ENUNCIADO DE LA TAREA
Reproduce al pie de la letra todos los datos que aparecen a continuación, de principio a fin.

━━━━━ DATOS EN BRUTO

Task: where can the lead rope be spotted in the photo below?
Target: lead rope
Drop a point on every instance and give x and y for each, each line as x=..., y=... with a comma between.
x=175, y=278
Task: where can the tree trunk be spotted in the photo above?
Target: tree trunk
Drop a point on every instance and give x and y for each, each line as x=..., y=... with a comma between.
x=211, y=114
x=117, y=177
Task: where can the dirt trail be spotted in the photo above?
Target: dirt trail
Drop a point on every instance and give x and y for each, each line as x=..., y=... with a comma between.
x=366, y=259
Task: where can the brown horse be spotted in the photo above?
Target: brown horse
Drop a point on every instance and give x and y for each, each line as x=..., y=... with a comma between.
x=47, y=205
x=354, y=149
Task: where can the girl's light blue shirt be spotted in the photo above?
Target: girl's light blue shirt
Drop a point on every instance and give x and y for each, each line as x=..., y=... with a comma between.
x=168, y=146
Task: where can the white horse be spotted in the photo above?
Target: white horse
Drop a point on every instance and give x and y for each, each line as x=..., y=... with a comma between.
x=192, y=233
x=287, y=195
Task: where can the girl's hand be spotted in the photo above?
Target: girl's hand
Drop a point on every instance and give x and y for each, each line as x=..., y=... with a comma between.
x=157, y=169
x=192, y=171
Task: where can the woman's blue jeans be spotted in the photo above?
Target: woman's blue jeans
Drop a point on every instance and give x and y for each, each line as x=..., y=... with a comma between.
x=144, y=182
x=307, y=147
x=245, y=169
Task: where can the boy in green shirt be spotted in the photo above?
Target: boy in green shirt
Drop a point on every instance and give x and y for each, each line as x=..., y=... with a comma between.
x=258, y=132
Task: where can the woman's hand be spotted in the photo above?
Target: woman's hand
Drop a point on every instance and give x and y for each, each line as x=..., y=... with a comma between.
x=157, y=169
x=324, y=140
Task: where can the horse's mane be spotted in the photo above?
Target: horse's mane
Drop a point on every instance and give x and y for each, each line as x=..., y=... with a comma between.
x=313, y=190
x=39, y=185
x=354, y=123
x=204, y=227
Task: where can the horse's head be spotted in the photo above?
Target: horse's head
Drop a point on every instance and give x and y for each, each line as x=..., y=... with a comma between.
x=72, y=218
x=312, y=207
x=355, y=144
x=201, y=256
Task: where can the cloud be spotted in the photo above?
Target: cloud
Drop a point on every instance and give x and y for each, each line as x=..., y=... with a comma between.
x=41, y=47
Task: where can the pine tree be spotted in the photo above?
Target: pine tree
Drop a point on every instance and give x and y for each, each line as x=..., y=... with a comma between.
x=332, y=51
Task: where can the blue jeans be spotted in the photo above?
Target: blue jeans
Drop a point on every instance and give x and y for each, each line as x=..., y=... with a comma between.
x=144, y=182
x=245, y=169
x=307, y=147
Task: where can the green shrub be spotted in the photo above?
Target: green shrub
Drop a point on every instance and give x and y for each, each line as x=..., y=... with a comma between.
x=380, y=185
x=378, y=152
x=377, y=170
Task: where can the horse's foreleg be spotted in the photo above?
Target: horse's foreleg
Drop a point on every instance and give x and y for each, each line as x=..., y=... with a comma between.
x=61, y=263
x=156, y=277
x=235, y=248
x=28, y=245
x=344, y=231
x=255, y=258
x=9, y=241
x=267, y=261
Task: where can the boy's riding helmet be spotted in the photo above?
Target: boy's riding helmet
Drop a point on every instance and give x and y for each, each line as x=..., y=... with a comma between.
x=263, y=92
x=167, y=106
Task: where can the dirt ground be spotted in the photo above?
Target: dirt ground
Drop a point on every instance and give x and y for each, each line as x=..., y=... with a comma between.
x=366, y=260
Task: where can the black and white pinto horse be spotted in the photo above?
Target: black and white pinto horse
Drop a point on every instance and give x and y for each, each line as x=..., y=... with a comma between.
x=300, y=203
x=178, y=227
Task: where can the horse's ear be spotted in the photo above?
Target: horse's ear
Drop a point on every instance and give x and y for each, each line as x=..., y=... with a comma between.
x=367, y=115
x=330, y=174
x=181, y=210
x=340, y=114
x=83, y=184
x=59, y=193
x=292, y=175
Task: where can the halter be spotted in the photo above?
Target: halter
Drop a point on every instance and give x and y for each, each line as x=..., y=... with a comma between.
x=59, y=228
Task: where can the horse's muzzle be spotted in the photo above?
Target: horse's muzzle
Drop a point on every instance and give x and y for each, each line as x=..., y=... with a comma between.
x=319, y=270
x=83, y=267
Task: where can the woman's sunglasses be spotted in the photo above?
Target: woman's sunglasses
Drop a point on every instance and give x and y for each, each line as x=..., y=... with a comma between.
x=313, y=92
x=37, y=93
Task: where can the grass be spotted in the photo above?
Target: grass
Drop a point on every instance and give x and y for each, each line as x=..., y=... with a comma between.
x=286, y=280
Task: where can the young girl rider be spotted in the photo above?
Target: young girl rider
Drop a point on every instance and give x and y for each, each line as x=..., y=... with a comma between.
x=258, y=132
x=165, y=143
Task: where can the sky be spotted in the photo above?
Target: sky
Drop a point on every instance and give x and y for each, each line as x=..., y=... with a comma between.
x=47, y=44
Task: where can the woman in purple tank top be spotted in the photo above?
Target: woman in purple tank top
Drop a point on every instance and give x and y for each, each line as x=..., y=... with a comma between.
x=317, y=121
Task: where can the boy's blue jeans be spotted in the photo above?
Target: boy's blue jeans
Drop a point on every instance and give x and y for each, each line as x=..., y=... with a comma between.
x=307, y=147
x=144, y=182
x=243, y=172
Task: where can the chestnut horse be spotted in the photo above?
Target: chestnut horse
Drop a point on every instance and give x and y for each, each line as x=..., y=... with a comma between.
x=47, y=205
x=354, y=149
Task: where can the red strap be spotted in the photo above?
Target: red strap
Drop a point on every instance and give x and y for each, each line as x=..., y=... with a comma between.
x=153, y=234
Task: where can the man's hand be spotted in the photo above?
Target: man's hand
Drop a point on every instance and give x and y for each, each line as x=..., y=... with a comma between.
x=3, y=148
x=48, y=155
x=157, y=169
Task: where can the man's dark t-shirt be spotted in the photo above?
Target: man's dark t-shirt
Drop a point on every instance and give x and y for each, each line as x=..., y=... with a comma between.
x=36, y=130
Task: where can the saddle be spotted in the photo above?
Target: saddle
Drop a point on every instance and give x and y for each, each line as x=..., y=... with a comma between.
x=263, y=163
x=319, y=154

━━━━━━━━━━

RESPUESTA AL EJERCICIO
Task: where can the lead rope be spotted in the photo below?
Target: lead rope
Drop a point on every instance and give x and y for each, each line as x=..., y=... with a comma between.
x=175, y=278
Task: where can the tree trunk be spotted in the photo above?
Target: tree trunk
Drop a point on every instance and give x and y for each, each line as x=..., y=... with a comma between.
x=211, y=114
x=117, y=177
Task: where can the dirt trail be spotted in the photo above?
Target: dirt trail
Drop a point on every instance and give x and y for each, each line as x=..., y=... with a comma between.
x=366, y=259
Task: where can the brown horse be spotted in the photo above?
Target: brown horse
Drop a point on every instance and give x and y for each, each line as x=..., y=... with a comma between.
x=47, y=205
x=354, y=149
Task: where can the girl's light blue shirt be spotted in the photo above?
Target: girl's light blue shirt
Drop a point on every instance and give x and y for each, each line as x=..., y=... with a comma between.
x=168, y=146
Task: where can the white horse be spotted in the photo above?
Target: white horse
Drop a point on every instance and give x and y for each, each line as x=..., y=... with a comma between.
x=192, y=233
x=287, y=195
Task: where can the girl's hand be spotted in the photo above?
Target: girl's hand
Drop a point on every instance and give x and y for each, each line as x=..., y=... with a comma between.
x=157, y=169
x=192, y=171
Task: where can the woman's blue jeans be spotted in the photo above?
Target: woman's blue jeans
Drop a point on every instance and give x and y for each, each line as x=..., y=... with a comma between.
x=144, y=182
x=307, y=147
x=245, y=169
Task: where can the boy in green shirt be spotted in the photo above?
Target: boy in green shirt
Drop a point on every instance and give x and y for each, each line as x=..., y=... with a comma between.
x=258, y=132
Task: where can the woman's hand be spotted in the photo above?
Target: woman's hand
Drop a point on every instance and give x and y for each, each line as x=..., y=... with a comma between.
x=157, y=169
x=324, y=140
Task: where can the horse's mane be spotted in the photo above?
Target: horse's mane
Drop a point on every instance and give x and y for each, each line as x=..., y=... with a comma between.
x=313, y=190
x=39, y=185
x=354, y=123
x=204, y=227
Task: where can the horse's head be spotted in the photo above?
Target: horse's head
Drop a point on every instance and give x and y for each, each line as x=..., y=... with a comma between.
x=72, y=218
x=312, y=207
x=355, y=144
x=201, y=256
Task: where can the cloud be spotted in the photo above?
Target: cloud
Drop a point on every instance and give x and y for each, each line as x=..., y=... with a comma between.
x=41, y=47
Task: where can the pine tree be spotted in the photo above?
Target: pine tree
Drop a point on every instance and give x and y for each, each line as x=..., y=... with a comma between.
x=332, y=51
Task: where can the blue jeans be spotted in the photo above?
Target: blue jeans
Drop a point on every instance and give x and y for each, each line as x=..., y=... with a comma between.
x=144, y=182
x=245, y=169
x=307, y=147
Task: where can the green shrub be spotted in the photo above?
Target: green shrub
Drop a point on every instance and give x and y for each, each line as x=..., y=... with a comma between.
x=380, y=185
x=378, y=152
x=377, y=170
Task: where can the horse's foreleg be spotted in the photo above?
Target: horse's foreleg
Drop a point on every instance and give x and y for each, each line as x=..., y=... with a comma between.
x=61, y=263
x=156, y=277
x=235, y=248
x=28, y=245
x=344, y=231
x=255, y=258
x=9, y=241
x=267, y=261
Task: where can the boy's riding helmet be spotted in the photo above?
Target: boy's riding helmet
Drop a point on every instance and give x and y for each, each line as x=..., y=... with a comma between.
x=263, y=92
x=167, y=106
Task: where can the dirt ground be spotted in the photo above?
Target: dirt ground
Drop a point on every instance and give x and y for each, each line as x=..., y=... with a comma between.
x=366, y=260
Task: where can the black and white pinto horse be spotted in the photo above?
Target: black and white pinto horse
Drop a point on every instance and give x and y for each, each line as x=..., y=... with a comma between.
x=300, y=203
x=178, y=227
Task: where can the horse's ear be spotted in the photo above?
Target: horse's ear
Drop a point on every instance and give x and y for each, each line as x=..., y=... with a comma between.
x=367, y=115
x=330, y=174
x=181, y=210
x=340, y=114
x=83, y=184
x=59, y=193
x=292, y=175
Task: where can the halter be spotted in the photo above?
Target: halter
Drop a point on every instance and give x and y for each, each line as x=..., y=... with a comma between.
x=59, y=228
Task: where can the horse's muzzle be spotted in the photo above?
Target: horse's muzzle
Drop a point on every instance and give x and y for each, each line as x=..., y=... with a comma between.
x=319, y=270
x=83, y=267
Task: where can the woman's sunglasses be spotted in the photo above?
Target: woman's sunglasses
Drop a point on every instance and give x and y for each, each line as x=..., y=... with a comma between.
x=313, y=92
x=37, y=93
Task: where can the grass be spotted in the photo above?
Target: grass
Drop a point on every instance and give x and y for each, each line as x=..., y=... with a comma between.
x=286, y=280
Task: where can the young girl rider be spotted in the photo above?
Target: young girl rider
Drop a point on every instance and give x and y for each, each line as x=..., y=... with a comma between.
x=258, y=132
x=165, y=143
Task: where can the sky be spotted in the photo above?
Target: sky
Drop a point on every instance and give x and y for each, each line as x=..., y=... with a comma between.
x=47, y=44
Task: where can the woman in purple tank top be spotted in the photo above?
Target: woman in purple tank top
Drop a point on every instance and give x and y for each, each line as x=..., y=... with a comma between.
x=317, y=121
Task: where can the boy's blue jeans be spotted in the photo above?
Target: boy's blue jeans
Drop a point on every instance and give x and y for each, each line as x=..., y=... with a comma between.
x=307, y=147
x=144, y=182
x=243, y=172
Task: where can the chestnut horse be spotted in the photo above?
Target: chestnut horse
Drop a point on every instance and give x and y for each, each line as x=..., y=... with a comma between.
x=47, y=205
x=354, y=149
Task: where can the red strap be spotted in the photo above?
Target: red strap
Drop a point on every instance and give x and y for each, each line as x=..., y=... with a comma between.
x=153, y=234
Task: where can the man's hand be spotted in the photo above?
Target: man's hand
Drop a point on every instance and give x and y for each, each line as x=..., y=... with a comma between.
x=3, y=148
x=48, y=155
x=157, y=169
Task: where can the man's dark t-shirt be spotted in the photo above?
Target: man's dark t-shirt
Drop a point on every instance and give x and y for each, each line as x=..., y=... with a comma between.
x=36, y=130
Task: where can the saddle be spotted in the photo above?
Target: saddle
Drop a point on every instance and give x and y for each, each line as x=..., y=... with a comma between.
x=263, y=163
x=319, y=154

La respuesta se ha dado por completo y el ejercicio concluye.